> Exercise material

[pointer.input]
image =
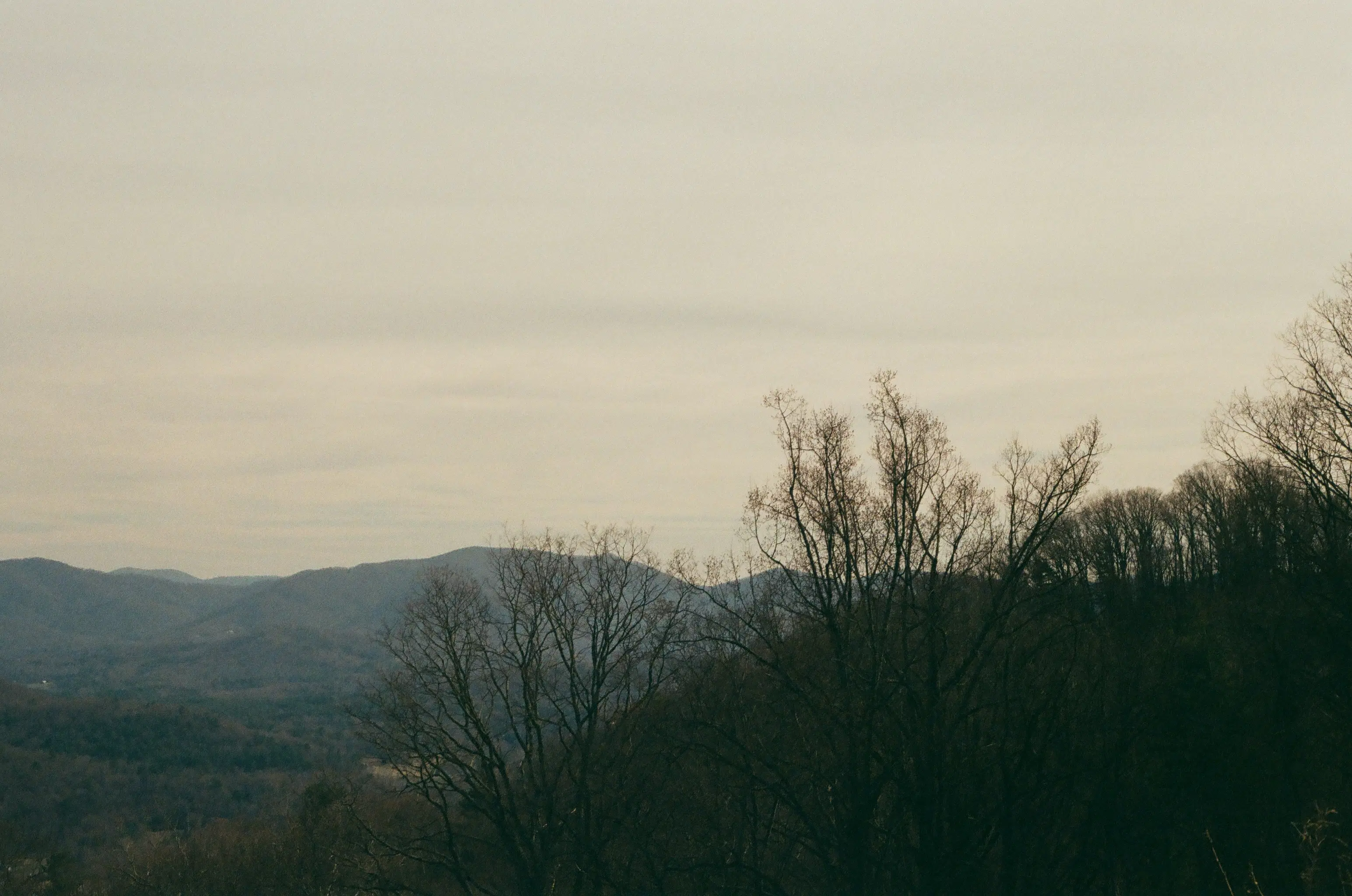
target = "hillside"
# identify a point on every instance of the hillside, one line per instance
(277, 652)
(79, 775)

* * *

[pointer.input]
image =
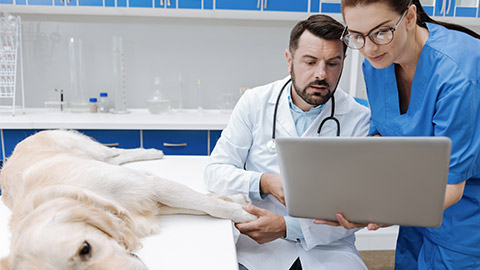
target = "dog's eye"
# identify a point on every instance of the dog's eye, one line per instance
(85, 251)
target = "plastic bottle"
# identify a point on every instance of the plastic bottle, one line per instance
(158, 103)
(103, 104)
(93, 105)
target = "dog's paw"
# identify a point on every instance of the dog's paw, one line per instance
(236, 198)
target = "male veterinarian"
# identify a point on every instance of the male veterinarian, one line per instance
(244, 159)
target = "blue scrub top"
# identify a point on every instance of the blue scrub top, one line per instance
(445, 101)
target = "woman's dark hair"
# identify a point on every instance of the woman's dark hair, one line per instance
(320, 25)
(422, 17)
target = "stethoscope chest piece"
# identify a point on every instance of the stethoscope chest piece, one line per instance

* * *

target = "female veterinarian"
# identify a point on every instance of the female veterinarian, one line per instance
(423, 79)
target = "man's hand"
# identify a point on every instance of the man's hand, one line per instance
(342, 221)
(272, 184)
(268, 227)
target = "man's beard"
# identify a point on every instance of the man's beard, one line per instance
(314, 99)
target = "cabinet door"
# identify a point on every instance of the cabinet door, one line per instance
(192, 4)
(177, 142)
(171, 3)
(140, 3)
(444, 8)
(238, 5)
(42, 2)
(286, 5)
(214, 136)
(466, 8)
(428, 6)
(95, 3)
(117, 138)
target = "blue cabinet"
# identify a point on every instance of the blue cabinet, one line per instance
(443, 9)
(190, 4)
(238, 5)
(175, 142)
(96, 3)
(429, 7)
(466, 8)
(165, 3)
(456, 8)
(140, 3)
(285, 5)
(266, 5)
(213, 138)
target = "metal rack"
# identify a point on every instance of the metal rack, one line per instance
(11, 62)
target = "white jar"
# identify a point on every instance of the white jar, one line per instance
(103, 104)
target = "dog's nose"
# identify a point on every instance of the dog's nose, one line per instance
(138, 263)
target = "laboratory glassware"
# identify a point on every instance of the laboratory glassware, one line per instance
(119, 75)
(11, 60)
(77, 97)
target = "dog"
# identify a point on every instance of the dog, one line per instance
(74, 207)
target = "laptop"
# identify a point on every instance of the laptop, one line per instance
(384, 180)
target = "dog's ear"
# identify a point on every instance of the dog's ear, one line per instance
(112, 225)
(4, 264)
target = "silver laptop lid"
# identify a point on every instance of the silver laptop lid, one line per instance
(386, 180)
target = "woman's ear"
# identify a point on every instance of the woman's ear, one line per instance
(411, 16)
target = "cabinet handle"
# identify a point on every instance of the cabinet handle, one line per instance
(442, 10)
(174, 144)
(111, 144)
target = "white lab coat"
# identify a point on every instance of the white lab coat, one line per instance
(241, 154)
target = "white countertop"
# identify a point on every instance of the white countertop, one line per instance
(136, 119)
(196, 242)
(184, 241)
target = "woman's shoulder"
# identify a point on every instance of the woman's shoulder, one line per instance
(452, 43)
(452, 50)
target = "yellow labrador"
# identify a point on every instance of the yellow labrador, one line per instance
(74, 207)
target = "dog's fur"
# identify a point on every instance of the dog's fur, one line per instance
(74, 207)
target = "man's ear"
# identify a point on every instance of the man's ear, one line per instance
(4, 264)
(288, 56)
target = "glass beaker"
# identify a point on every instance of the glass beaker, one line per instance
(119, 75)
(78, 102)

> Directions
Pick out every line of the items above that contains the string "nose", matching case exactly, and copy each one.

> Result
target = "dog's nose"
# identify a point on every instance of the dog's nose, one line per instance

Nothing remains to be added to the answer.